Could you reproduce the material below exactly, from the line containing "the front door" through its last line, and leave out everything else?

== Given entries ==

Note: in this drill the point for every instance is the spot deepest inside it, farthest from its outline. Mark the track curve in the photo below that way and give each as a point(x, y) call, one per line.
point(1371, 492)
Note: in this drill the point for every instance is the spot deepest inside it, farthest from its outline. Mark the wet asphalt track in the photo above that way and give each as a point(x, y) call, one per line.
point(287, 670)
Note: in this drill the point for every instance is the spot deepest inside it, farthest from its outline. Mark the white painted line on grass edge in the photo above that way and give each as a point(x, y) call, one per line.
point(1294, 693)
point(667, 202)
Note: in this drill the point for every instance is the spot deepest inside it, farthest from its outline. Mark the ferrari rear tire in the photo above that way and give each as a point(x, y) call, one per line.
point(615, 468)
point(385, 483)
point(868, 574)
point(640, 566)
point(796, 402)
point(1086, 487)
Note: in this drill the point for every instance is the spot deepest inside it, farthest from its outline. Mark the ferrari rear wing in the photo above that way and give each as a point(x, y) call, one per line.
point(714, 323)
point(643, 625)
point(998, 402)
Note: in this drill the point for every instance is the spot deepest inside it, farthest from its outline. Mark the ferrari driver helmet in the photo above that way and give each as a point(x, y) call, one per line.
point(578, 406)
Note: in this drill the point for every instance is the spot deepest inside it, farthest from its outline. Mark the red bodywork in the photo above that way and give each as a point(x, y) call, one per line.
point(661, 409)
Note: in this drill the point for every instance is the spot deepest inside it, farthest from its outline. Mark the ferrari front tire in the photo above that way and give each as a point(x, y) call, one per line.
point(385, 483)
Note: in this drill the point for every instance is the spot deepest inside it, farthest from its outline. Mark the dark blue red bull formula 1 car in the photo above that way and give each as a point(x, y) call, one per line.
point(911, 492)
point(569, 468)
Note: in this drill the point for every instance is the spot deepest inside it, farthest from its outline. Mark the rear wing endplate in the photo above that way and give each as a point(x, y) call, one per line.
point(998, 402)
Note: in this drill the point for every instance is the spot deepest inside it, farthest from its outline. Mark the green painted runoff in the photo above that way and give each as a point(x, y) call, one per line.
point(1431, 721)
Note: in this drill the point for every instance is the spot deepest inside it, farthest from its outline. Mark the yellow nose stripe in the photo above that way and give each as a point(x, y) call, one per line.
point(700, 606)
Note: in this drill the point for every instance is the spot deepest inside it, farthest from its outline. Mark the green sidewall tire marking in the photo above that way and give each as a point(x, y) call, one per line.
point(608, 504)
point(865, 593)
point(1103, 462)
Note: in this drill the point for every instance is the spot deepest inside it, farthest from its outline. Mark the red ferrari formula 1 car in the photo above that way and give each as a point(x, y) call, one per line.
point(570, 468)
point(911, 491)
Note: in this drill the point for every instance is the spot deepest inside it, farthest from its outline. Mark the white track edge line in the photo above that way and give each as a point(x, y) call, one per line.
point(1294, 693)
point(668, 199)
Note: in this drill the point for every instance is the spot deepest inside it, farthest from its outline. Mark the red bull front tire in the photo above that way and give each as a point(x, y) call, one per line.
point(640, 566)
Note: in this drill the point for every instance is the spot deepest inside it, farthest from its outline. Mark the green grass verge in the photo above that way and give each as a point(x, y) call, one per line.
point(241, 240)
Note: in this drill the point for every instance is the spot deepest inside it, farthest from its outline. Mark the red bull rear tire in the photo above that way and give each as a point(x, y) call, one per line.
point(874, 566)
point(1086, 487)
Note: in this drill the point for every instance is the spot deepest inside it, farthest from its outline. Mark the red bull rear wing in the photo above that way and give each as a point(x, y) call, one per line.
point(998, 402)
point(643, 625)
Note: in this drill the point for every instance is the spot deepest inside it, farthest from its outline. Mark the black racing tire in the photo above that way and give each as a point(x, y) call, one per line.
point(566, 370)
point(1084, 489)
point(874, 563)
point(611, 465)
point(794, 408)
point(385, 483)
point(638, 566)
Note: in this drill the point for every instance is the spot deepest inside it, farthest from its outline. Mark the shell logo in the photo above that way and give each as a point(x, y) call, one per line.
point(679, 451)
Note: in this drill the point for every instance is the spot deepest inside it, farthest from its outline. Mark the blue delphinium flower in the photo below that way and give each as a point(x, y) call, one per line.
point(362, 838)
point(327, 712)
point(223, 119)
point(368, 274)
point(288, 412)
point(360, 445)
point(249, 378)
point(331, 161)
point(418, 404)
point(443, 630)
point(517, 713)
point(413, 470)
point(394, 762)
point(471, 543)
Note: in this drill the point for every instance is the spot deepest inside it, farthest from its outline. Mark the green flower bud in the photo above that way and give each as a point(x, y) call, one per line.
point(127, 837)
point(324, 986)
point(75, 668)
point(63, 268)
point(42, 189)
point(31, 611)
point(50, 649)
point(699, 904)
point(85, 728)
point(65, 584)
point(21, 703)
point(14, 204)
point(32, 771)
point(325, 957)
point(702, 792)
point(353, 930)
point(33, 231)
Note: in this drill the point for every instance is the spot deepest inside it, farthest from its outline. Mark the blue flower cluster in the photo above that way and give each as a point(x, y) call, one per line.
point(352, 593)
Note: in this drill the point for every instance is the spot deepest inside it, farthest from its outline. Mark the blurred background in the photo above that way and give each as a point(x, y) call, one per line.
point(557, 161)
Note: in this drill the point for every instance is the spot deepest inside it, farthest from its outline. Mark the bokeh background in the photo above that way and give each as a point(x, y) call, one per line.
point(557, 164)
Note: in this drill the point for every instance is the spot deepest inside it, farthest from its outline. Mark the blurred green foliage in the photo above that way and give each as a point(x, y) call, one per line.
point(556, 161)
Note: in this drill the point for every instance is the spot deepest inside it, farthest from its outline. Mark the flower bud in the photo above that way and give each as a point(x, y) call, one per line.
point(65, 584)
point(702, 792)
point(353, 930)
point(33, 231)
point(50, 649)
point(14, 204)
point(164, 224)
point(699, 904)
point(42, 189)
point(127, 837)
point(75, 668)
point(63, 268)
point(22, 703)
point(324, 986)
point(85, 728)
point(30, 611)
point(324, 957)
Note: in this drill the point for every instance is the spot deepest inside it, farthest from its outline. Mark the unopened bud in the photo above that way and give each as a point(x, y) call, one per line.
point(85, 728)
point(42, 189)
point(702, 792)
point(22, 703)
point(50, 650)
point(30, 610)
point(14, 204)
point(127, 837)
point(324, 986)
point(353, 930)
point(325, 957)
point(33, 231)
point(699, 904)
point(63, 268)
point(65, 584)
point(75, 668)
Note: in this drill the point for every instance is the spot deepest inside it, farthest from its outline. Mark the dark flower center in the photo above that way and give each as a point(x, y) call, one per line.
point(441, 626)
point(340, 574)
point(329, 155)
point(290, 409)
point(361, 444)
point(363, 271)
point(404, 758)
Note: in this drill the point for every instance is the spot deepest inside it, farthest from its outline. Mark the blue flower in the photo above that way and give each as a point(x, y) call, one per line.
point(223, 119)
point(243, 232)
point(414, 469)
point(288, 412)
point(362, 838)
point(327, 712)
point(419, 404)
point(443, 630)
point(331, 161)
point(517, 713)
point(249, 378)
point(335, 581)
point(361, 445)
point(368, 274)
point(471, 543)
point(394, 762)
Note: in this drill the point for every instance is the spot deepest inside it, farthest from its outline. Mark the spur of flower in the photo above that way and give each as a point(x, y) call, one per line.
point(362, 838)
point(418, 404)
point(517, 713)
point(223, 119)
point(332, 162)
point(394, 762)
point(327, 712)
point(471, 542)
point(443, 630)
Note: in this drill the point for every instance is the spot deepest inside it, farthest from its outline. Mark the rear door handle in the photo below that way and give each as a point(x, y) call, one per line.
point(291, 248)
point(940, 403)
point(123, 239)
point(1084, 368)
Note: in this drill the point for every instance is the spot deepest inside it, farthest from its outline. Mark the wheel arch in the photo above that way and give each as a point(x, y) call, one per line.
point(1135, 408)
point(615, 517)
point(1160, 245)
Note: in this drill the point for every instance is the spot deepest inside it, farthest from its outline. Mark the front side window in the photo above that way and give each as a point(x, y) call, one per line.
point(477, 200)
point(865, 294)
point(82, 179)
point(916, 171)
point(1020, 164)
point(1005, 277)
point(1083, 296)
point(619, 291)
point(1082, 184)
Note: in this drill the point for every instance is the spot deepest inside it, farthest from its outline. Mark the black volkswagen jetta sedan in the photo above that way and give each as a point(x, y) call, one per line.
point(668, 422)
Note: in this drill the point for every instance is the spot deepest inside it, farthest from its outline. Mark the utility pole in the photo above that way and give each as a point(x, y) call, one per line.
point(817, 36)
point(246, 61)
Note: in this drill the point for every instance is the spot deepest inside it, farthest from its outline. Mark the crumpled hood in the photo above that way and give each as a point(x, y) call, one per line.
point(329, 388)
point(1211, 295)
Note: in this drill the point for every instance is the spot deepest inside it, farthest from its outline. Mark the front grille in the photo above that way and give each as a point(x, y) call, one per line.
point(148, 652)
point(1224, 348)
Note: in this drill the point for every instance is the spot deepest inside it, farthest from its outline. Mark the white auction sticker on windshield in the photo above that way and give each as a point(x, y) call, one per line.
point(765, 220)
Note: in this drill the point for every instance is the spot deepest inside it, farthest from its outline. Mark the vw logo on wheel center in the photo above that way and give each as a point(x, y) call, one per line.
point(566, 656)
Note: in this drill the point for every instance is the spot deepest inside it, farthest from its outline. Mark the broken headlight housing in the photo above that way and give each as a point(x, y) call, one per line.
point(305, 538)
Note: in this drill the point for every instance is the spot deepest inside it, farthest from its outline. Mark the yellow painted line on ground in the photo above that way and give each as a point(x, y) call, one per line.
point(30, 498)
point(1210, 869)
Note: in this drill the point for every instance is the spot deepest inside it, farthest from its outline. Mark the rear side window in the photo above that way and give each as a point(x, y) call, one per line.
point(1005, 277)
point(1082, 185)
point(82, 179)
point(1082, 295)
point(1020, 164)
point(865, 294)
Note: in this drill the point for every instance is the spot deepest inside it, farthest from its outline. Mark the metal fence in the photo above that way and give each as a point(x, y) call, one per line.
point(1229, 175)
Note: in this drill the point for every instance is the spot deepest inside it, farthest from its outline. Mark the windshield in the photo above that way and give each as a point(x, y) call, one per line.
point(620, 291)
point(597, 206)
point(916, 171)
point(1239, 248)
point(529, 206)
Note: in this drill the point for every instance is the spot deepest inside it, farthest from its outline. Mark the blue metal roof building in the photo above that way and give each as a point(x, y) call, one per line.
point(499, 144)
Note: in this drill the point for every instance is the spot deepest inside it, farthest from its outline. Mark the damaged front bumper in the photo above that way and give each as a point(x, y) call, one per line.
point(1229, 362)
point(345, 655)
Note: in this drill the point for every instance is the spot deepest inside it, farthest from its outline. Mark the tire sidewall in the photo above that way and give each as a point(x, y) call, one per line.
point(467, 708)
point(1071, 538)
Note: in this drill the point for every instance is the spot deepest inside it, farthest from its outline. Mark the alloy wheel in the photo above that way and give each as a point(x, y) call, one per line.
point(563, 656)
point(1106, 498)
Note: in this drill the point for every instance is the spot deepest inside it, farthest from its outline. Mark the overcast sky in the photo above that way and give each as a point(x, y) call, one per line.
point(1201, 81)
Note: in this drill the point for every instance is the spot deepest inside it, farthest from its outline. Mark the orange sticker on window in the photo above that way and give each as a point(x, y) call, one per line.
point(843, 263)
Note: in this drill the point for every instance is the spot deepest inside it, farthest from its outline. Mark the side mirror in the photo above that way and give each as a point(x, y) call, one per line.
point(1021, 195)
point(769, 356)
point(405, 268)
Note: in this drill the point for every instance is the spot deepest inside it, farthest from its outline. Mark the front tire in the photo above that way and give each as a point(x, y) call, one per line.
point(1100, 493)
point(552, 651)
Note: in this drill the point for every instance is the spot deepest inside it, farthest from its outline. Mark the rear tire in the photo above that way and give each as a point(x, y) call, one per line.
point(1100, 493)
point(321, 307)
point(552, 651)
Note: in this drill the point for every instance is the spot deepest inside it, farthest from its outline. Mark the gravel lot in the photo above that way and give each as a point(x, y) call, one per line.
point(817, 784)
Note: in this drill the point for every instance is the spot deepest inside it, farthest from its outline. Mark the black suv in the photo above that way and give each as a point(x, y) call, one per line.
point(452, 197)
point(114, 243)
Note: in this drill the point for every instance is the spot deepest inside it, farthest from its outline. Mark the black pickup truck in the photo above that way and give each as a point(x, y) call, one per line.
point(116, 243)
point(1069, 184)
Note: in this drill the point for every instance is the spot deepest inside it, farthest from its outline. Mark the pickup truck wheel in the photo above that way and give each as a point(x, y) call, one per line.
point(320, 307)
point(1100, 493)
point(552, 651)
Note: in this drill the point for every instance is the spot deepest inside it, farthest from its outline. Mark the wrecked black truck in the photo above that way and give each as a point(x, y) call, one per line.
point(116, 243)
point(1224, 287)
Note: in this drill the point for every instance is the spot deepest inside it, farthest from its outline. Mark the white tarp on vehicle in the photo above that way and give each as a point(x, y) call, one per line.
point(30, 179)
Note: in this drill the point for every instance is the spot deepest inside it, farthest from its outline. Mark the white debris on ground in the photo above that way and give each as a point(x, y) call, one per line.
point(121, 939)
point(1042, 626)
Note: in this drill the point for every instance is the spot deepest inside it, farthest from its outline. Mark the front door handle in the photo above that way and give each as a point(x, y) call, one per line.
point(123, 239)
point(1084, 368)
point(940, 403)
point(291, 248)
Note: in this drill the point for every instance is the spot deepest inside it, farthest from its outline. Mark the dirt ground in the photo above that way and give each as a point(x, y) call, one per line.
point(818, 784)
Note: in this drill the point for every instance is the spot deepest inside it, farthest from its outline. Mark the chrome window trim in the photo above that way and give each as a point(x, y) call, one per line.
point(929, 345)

===

* [Problem solution]:
Note: in this drill the point for every instance is the spot deepest inside it, farthest from its outline. Mark the front door handle in the photo above that way and give each as a point(x, y) call, one per line.
point(123, 239)
point(1084, 368)
point(940, 403)
point(291, 248)
Note: in this drill the point for every instance is the spot deepest inside it, farthest from its outline. Mark the dirt ground in the photo above that way and give each as a point(x, y) call, one per line.
point(818, 784)
Note: in this drill the point for every instance is the spot deepest inside it, farthest from its outline. Mark the chrome window trim in the photo above that way and give each as a point(x, y) call, one per line.
point(929, 345)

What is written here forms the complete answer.